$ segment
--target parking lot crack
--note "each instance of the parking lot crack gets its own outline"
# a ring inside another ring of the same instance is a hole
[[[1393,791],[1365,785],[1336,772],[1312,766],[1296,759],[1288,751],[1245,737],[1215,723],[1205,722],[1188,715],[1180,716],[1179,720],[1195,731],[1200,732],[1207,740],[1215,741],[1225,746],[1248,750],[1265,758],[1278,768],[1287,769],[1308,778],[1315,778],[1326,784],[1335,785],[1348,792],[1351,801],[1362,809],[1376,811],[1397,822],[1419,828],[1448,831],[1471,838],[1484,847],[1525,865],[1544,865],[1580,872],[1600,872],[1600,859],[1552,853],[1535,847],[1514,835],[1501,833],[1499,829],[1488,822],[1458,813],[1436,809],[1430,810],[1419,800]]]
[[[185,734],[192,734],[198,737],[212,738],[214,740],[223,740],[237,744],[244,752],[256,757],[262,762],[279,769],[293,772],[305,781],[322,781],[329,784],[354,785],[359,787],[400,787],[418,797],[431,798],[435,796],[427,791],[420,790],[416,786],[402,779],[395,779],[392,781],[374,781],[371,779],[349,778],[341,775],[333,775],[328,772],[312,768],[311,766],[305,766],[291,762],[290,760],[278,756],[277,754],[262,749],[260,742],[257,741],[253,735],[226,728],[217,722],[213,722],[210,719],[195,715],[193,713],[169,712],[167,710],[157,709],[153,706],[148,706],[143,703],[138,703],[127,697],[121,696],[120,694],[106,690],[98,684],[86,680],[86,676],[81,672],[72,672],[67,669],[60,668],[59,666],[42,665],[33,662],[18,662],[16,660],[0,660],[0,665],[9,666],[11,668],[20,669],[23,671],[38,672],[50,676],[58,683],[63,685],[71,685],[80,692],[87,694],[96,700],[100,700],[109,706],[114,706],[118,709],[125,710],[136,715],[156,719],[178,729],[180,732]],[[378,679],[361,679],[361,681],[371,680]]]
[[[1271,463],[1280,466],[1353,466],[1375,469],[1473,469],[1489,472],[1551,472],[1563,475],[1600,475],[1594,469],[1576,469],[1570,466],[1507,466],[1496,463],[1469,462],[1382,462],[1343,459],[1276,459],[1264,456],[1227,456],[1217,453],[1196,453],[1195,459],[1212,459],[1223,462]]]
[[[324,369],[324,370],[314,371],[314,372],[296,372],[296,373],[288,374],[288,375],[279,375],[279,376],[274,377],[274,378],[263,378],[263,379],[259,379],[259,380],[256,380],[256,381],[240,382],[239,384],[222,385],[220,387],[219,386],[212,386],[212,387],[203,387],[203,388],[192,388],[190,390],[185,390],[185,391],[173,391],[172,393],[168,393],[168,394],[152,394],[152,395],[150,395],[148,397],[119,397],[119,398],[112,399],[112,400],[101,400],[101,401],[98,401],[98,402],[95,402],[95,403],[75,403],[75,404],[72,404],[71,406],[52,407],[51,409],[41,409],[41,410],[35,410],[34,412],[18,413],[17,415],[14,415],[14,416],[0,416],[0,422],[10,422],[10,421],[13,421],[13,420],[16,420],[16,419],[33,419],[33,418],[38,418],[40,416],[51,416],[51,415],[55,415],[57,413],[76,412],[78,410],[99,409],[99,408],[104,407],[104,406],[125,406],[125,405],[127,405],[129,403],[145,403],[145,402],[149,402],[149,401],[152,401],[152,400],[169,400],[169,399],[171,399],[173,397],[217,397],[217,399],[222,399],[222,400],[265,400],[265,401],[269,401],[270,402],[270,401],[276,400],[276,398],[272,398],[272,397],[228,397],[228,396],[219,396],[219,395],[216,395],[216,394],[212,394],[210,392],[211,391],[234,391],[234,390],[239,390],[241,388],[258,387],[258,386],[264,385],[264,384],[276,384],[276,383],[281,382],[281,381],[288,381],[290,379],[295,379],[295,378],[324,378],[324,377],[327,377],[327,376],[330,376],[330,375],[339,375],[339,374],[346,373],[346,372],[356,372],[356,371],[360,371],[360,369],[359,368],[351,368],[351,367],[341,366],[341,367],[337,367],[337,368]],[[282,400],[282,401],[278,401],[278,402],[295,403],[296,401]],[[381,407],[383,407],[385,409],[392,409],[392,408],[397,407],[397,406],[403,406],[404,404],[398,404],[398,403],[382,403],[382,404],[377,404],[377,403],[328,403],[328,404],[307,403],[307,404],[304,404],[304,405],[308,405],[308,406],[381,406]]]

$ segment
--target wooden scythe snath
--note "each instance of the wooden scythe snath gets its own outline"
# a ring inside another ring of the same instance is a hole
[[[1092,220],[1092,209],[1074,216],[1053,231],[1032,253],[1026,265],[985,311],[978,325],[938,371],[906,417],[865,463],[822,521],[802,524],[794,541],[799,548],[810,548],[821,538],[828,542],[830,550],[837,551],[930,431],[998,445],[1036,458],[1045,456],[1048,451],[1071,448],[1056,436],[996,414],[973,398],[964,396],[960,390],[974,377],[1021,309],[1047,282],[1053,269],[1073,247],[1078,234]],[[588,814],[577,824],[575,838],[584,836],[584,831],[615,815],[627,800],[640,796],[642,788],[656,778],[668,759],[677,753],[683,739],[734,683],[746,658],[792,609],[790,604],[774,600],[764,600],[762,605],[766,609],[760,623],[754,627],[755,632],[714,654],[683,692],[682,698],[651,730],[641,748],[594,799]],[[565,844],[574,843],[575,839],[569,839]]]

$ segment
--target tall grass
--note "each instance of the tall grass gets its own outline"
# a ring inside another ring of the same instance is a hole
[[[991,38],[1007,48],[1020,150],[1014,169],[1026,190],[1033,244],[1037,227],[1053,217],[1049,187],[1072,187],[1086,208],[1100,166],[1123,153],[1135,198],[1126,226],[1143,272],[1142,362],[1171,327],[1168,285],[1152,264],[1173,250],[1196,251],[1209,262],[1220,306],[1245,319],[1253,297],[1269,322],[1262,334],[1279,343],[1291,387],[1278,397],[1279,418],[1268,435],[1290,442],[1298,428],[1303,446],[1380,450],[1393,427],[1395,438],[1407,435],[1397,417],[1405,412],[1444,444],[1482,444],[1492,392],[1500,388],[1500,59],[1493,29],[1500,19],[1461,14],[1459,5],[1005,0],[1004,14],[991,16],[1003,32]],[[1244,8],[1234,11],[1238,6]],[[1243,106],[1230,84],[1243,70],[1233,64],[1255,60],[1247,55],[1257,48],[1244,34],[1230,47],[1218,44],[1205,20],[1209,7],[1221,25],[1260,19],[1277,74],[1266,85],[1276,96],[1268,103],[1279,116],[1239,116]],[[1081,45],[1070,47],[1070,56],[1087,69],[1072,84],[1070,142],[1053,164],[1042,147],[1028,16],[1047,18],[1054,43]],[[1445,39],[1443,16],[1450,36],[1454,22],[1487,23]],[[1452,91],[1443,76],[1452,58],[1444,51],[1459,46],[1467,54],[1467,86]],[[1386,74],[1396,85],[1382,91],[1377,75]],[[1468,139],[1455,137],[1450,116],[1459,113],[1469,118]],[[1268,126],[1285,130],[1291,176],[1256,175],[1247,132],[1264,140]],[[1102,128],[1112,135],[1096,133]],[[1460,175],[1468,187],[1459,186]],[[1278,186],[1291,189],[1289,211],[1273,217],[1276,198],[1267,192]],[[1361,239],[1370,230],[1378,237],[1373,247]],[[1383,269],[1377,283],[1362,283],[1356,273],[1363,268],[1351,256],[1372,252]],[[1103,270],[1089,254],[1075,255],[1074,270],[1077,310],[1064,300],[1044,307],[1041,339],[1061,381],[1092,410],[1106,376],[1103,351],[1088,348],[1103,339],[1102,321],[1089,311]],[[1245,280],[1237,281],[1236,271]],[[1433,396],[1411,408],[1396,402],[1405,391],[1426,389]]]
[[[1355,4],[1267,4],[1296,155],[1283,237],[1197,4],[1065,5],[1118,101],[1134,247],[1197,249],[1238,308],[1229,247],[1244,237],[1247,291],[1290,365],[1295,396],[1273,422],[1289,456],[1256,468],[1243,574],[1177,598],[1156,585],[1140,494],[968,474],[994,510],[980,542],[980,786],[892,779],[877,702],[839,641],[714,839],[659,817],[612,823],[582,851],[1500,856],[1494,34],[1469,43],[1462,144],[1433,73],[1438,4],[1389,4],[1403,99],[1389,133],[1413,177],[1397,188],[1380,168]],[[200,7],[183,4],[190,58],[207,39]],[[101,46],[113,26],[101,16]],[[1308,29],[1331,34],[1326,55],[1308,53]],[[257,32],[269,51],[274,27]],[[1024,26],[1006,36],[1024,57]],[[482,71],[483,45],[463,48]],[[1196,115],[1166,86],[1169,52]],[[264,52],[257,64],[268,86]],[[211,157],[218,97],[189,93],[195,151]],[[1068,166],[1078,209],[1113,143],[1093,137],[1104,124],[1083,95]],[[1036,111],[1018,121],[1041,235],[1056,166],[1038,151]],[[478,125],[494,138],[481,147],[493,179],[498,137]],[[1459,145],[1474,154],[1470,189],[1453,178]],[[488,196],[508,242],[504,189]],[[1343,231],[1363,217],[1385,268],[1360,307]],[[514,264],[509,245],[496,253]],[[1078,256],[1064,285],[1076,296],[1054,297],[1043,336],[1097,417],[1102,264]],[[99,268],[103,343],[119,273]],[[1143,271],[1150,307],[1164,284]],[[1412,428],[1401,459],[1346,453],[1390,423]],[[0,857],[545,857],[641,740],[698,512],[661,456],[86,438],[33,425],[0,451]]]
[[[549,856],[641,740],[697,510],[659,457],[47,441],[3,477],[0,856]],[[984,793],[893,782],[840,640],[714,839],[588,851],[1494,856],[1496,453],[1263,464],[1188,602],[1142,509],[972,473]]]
———
- [TASK REQUIREMENTS] The answer must hold exactly the lines of the entries above, from the first line through the line that contains "of the parking", and no others.

- [RESPONSE BOX]
$ segment
--target parking lot crack
--note "each instance of the parking lot crack gets its own outline"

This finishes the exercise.